■ WHAT TO WORK ON:
Each of the lines from the one that contains "just wondering, can you pick out the soil" to the end of the entries below should be output exactly.

■ Saved data entries:
———
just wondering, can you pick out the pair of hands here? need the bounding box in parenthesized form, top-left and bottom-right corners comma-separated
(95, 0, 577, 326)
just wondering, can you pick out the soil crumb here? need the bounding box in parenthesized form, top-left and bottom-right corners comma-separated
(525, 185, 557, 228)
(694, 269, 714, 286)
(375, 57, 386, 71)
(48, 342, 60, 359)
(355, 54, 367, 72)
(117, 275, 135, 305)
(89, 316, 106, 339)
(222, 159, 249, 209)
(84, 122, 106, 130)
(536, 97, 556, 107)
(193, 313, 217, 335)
———
■ RESPONSE TO THIS TASK:
just wondering, can you pick out the soil crumb here? need the bounding box in parenthesized form, top-left and bottom-right corners comma-separated
(525, 185, 557, 228)
(694, 269, 714, 286)
(375, 57, 386, 71)
(48, 342, 60, 359)
(355, 54, 367, 72)
(117, 275, 135, 305)
(89, 316, 106, 339)
(222, 159, 249, 209)
(84, 122, 106, 130)
(536, 97, 556, 107)
(193, 313, 217, 335)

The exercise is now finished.